▶ **TASK GOAL**:
Return all of the entries exactly, but do not include the pictures.

Segment Start: EXERCISE MATERIAL

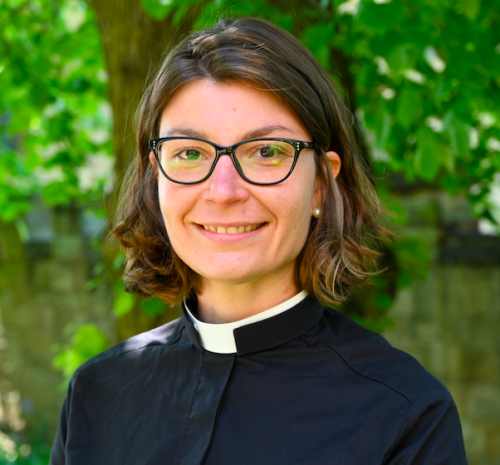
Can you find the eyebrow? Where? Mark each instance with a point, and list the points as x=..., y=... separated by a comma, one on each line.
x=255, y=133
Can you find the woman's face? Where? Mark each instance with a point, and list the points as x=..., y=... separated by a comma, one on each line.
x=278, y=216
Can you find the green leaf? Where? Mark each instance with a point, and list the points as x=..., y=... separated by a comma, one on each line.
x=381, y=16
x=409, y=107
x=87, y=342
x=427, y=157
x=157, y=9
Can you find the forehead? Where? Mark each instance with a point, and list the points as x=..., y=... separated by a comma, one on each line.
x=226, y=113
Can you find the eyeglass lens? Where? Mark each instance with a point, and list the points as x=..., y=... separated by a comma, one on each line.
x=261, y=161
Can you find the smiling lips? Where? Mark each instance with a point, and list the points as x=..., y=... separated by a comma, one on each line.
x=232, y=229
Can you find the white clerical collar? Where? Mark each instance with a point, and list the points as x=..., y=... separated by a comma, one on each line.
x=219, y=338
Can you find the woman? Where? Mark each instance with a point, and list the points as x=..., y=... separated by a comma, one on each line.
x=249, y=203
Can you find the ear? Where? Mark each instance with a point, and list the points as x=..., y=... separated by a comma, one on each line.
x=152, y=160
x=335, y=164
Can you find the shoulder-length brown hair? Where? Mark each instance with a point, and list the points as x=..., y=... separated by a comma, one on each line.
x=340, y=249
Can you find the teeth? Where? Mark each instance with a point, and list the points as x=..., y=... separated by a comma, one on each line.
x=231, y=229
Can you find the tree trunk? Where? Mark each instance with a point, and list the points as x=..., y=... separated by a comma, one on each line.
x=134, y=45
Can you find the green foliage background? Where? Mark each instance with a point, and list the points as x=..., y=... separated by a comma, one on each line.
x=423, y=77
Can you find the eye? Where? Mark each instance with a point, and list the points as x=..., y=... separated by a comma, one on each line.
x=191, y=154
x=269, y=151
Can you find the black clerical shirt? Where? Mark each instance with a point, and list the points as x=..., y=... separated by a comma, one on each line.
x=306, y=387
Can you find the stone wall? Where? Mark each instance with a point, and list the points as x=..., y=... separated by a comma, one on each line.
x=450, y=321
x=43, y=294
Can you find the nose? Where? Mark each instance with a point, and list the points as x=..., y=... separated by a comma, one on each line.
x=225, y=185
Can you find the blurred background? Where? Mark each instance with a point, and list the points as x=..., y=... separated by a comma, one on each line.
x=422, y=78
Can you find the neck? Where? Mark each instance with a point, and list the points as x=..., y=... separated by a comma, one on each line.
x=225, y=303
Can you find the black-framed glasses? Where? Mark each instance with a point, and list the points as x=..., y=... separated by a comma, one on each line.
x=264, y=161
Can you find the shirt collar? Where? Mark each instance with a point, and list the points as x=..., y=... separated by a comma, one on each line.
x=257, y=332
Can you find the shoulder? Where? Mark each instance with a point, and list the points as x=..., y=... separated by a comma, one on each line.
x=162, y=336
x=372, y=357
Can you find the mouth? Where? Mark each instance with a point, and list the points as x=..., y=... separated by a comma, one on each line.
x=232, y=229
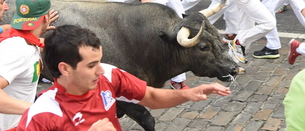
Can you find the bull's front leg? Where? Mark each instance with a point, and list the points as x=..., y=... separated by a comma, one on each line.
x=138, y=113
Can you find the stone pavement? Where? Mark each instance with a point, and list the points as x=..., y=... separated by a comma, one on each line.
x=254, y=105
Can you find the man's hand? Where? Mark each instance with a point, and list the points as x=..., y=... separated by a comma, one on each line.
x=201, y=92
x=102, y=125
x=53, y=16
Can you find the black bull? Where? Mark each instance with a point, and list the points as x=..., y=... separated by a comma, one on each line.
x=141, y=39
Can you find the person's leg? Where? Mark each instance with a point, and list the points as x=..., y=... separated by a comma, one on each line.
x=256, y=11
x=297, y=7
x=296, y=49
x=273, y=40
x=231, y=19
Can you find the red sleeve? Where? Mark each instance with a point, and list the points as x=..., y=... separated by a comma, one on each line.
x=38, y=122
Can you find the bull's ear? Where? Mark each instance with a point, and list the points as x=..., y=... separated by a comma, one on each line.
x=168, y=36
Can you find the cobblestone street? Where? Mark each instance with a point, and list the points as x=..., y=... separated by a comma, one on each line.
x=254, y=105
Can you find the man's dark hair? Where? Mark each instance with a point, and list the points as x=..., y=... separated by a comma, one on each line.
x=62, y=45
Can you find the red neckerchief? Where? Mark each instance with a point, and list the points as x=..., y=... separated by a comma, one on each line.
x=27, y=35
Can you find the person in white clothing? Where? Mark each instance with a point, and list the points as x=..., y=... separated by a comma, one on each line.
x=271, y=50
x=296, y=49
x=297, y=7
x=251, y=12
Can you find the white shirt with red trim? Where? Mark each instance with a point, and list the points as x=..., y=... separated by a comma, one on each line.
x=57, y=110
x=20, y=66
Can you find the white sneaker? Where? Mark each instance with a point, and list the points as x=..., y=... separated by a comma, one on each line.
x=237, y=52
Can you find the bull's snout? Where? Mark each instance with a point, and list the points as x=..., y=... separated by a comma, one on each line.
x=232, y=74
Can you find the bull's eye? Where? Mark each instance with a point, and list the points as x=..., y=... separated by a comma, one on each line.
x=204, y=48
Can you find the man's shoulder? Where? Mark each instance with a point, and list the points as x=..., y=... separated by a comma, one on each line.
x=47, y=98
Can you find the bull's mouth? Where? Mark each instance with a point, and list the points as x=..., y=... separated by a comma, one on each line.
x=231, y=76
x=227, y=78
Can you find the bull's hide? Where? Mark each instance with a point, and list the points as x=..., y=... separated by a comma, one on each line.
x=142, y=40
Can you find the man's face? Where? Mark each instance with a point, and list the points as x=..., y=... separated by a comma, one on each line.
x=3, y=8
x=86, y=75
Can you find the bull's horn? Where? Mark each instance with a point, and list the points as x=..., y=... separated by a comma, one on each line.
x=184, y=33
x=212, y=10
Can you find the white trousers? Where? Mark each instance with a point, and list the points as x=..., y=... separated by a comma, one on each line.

Segment End: EXERCISE MATERIAL

▶ **ANSWER**:
Can you find the eyebrow? Where? Mark each instance with a point, and list the points as x=..., y=... separated by a comma, one on each line.
x=255, y=133
Can you find the woman's face? Where? Mark each instance with a point, and list the points as x=..., y=... separated by a comma, one on each line.
x=278, y=216
Can you find the green leaf? Where? Mark each instance with a point, and list the points as x=..., y=... separated by a comma, one on each line.
x=381, y=16
x=409, y=107
x=87, y=342
x=427, y=157
x=157, y=9
Can you find the forehead? Where? Mark each instance with a point, and list the points as x=..., y=... separated by a comma, one on each line.
x=226, y=113
Can you find the eyeglass lens? Where? Mark each instance with a point, and list the points as x=..., y=... separated by a comma, one on each line.
x=261, y=161
Can you find the smiling lips? Where? Mark each instance with a point, and list the points as x=..., y=... separated by a comma, one on each line.
x=232, y=229
Can you find the white clerical collar? Where? Mark each instance with a point, and list the points as x=..., y=... separated by a comma, one on each line.
x=219, y=338
Can you find the woman? Where? Mark each instance with a point, and list the points as x=..., y=... separated by a comma, one on each line.
x=249, y=203
Can you find the ear? Where? Mark each instance with a point, and list the points as x=..., y=... separated by a comma, one on each line.
x=152, y=160
x=335, y=164
Can you find the shoulder-length brown hair? Where? Mark each instance with a point, and list the points as x=..., y=... separated by a comma, one on each line.
x=340, y=249
Can you find the teeth? Where? Mark each instance with a point, and list the points as x=..., y=... separated by a comma, one on each line.
x=231, y=229
Can you find the tree trunk? Where? Mark each instance with a point, and list the points as x=..., y=... separated by a comma, one on each line.
x=134, y=45
Can you find the green foliage background? Where? Mark each instance with a point, and list the points as x=..., y=... separated by a comma, one on each line.
x=423, y=77
Can you find the eye? Where? Mark each instance with a point, and list the points as x=..., y=... separated by a comma, one on each line.
x=191, y=154
x=269, y=151
Can you find the black clerical shirt? Where? Mark each instance with a point, and list the points as x=..., y=... separated by a comma, one on each line.
x=306, y=387
Can you find the stone wall? Where? Mark each instance with a point, and list the points as x=..., y=... separated by a comma, one on each line.
x=450, y=321
x=43, y=294
Can you find the nose? Where? Mark each instance with a point, and list the points as x=..., y=... separated by a comma, one on each line.
x=225, y=185
Can you find the blurred background? Where? Mark each instance with a point, and list the points as x=..., y=... separated by a comma, one on each line.
x=422, y=78
Can you find the neck? Where? Mark each instance with a point, and list the points as x=..., y=... separated by a comma, one on each line.
x=225, y=303
Can you find the black-framed glasses? Where? Mark each instance with a point, and list the points as x=..., y=... separated by a comma, one on each line.
x=264, y=161
Can you find the shirt collar? Where? Mark each instance with a point, and list the points as x=..., y=... separated by a comma, one on each line.
x=257, y=332
Can you find the shoulder? Where? Mark each instance with a point, and list the points as x=..., y=... separated by a comma, one on each line.
x=162, y=336
x=372, y=357
Can you find the mouth? Where? Mark each instance with a point, and list the points as x=..., y=... separated by a comma, one on each line.
x=232, y=229
Can you find the bull's front leg? Where? Mark each instance with a point, and list the points as x=..., y=... separated by a comma, one on each line.
x=138, y=113
Can you find the stone pavement? Where? Mark each instance with a point, and list the points as x=..., y=... separated by a comma, one on each line.
x=254, y=105
Can you find the man's hand? Where? Mark each instance with a point, and list the points as x=..., y=... separated by a comma, one on each line.
x=201, y=92
x=102, y=125
x=53, y=16
Can you find the black bull? Where? Mark each instance with a point, and list the points as x=..., y=... separated by a comma, one on each line.
x=141, y=39
Can you find the person's leg? Where? Mark each instance with a point, and list the points as x=..., y=... separated by a comma, one on each line.
x=256, y=11
x=297, y=7
x=296, y=49
x=273, y=40
x=231, y=19
Can you find the red sleeve? Where? Mark each instance with a point, and list the points as x=..., y=... separated by a comma, one on each line.
x=38, y=122
Can you find the bull's ear? Where? Mark each instance with a point, and list the points as x=..., y=... separated by a comma, one on each line.
x=168, y=36
Can you find the cobblestone street? Where? Mark each instance with a point, and list the points as x=..., y=... separated by a comma, one on each line.
x=254, y=105
Can you find the man's dark hair? Where? Mark each instance with a point, and list the points as x=..., y=... separated by a comma, one on each line.
x=62, y=45
Can you find the red neckerchief? Where? Mark each instance with a point, and list the points as x=..., y=... separated by a comma, one on each line.
x=27, y=35
Can you find the person in white clothing? Where? Mark each instance with a point, and list the points as x=..., y=... separated by a comma, one on each line.
x=271, y=50
x=296, y=49
x=297, y=7
x=251, y=12
Can you find the white shirt with red trim? Where? Mark each instance with a point, and list the points as x=..., y=... separated by a comma, one on each line.
x=57, y=110
x=20, y=66
Can you find the white sneaker? Where? Mark each instance with a point, and list the points as x=..., y=... separated by a comma, one on each line.
x=237, y=52
Can you find the bull's snout? Where? Mark each instance with a point, and list the points as x=..., y=... separated by a comma, one on each line.
x=232, y=74
Can you find the bull's eye? Where? Mark each instance with a point, and list the points as x=..., y=... separated by a comma, one on each line.
x=204, y=48
Can you find the man's shoulder? Where? Mark each instance with a point, and list the points as x=..., y=... separated by a comma, one on each line.
x=47, y=98
Can you find the bull's mouth? Where? Mark each instance with a point, and list the points as x=..., y=... separated by a comma, one on each line.
x=231, y=76
x=227, y=78
Can you find the bull's hide? Where? Mark each instance with a point, and list the points as x=..., y=... separated by a comma, one on each line.
x=142, y=40
Can you find the man's face? Where? Mark each instance with a point, and list the points as x=..., y=... separated by a comma, one on each line.
x=3, y=8
x=86, y=75
Can you find the bull's horn? Where? Mark each instance with a point, and list the points as x=..., y=... separated by a comma, one on each line.
x=184, y=33
x=212, y=10
Can you find the white trousers? Where? Mark each instance with a point, and list the points as x=..., y=... separated by a comma, one on each line.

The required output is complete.